— START TEXT PROVIDED —

The Burnie Gift is a professional footrace held in Burnie, Tasmania during an annual sports carnival, held on a grass track at West Park Oval on New Year's Eve. It is conducted by the Tasmanian Athletic League in conjunction with the Burnie Athletic Club. The Burnie Gift is a sprint event conducted over the traditional 'Gift' distance of 120 metres.

Athletes are allocated handicaps with a range from scratch (running the full 120 metres) to the current limit of 12.00 metres. An athlete off 12.00m would run 108 metres. Most athletes (and winners) run from a handicap between 5.0m and 10.0m, thereby covering anywhere from 115m to 110m. Handicaps are assigned by a panel based on an assessment of each athlete’s track performances.
Athletes are separated by lane ropes as opposed to painted lanes on synthetic tracks. The finish line is a finishing gate that each athlete must run through to record a time.

— END TEXT PROVIDED —

TASKS:
a) According to the text about the Burnie Gift, what is the current handicap limit?
b) Reproduce the part of the Burnie Gift text that opens with the words containing "Athletes are allocated" and closes with "record a time.", swapping "finishing gate" for "timing gate".
Rely only on the text about the Burnie Gift.

— START DATASET EXTRACT —

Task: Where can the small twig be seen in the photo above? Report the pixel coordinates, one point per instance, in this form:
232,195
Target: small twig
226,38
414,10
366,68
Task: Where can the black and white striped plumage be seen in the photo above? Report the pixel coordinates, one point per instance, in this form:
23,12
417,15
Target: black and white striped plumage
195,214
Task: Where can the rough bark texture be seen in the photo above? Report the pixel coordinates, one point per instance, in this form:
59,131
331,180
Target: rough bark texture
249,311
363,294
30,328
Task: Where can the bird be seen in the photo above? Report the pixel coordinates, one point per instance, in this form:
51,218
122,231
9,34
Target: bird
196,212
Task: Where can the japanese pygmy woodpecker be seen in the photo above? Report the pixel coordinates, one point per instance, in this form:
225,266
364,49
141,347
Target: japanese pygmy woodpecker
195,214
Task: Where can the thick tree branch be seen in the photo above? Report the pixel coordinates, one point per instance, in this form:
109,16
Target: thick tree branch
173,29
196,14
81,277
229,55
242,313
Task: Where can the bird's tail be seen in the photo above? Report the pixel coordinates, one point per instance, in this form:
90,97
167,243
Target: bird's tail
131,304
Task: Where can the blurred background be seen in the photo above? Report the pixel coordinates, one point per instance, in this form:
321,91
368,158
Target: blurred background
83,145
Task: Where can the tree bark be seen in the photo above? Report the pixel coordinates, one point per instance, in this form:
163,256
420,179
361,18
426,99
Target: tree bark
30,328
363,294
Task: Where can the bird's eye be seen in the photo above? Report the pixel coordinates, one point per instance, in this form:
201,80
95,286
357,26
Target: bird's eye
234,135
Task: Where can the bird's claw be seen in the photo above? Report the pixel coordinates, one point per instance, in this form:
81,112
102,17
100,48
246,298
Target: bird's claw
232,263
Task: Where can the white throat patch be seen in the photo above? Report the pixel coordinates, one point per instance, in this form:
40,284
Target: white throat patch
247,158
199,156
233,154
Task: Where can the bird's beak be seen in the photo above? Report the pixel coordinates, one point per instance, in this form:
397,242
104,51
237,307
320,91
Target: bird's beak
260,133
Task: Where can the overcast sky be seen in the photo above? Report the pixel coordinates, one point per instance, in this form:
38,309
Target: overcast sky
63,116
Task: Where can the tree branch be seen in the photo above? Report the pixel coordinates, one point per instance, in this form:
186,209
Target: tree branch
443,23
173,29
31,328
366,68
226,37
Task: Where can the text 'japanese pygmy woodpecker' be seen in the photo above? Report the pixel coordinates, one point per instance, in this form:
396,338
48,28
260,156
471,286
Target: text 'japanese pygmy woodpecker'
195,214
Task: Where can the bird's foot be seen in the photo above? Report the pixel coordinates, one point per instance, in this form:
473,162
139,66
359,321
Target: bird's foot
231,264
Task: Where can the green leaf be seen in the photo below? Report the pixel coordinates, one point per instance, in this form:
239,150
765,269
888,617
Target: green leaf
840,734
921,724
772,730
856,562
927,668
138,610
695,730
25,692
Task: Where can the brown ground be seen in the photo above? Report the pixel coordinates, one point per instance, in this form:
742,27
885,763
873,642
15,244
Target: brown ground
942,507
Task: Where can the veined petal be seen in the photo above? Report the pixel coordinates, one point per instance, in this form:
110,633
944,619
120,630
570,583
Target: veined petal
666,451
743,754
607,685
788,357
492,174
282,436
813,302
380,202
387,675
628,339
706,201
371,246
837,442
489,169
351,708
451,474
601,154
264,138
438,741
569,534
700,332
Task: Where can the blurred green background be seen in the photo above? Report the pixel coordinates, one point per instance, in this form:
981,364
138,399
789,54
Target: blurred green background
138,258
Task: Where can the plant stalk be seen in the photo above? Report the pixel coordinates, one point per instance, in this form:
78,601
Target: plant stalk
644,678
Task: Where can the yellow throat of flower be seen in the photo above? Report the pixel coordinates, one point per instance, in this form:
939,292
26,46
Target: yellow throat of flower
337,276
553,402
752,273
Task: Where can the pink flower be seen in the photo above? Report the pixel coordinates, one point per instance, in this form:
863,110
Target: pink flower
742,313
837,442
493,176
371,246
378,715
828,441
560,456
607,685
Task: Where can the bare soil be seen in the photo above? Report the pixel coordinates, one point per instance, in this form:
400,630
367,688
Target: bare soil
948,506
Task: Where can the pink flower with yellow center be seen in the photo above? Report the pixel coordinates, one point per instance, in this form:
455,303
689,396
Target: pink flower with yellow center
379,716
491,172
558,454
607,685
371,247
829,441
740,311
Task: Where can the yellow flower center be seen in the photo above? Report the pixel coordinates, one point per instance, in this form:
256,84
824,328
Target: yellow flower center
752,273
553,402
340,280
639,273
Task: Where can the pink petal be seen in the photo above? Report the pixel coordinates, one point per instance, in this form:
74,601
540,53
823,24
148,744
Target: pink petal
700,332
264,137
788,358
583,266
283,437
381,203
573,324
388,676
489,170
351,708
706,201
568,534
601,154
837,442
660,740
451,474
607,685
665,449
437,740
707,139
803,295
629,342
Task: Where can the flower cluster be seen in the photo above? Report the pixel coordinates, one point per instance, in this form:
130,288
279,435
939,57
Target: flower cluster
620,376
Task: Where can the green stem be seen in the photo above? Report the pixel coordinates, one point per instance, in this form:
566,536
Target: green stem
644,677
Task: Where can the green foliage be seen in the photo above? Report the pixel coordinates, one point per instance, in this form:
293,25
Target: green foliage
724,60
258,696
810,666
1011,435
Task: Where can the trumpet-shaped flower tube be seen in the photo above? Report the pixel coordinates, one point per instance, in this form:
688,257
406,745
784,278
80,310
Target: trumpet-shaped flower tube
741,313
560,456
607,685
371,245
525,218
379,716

— END DATASET EXTRACT —

EXERCISE RESULTS:
a) 12.00 metres.

b)
Athletes are allocated handicaps with a range from scratch (running the full 120 metres) to the current limit of 12.00 metres. An athlete off 12.00m would run 108 metres. Most athletes (and winners) run from a handicap between 5.0m and 10.0m, thereby covering anywhere from 115m to 110m. Handicaps are assigned by a panel based on an assessment of each athlete’s track performances.
Athletes are separated by lane ropes as opposed to painted lanes on synthetic tracks. The finish line is a timing gate that each athlete must run through to record a time.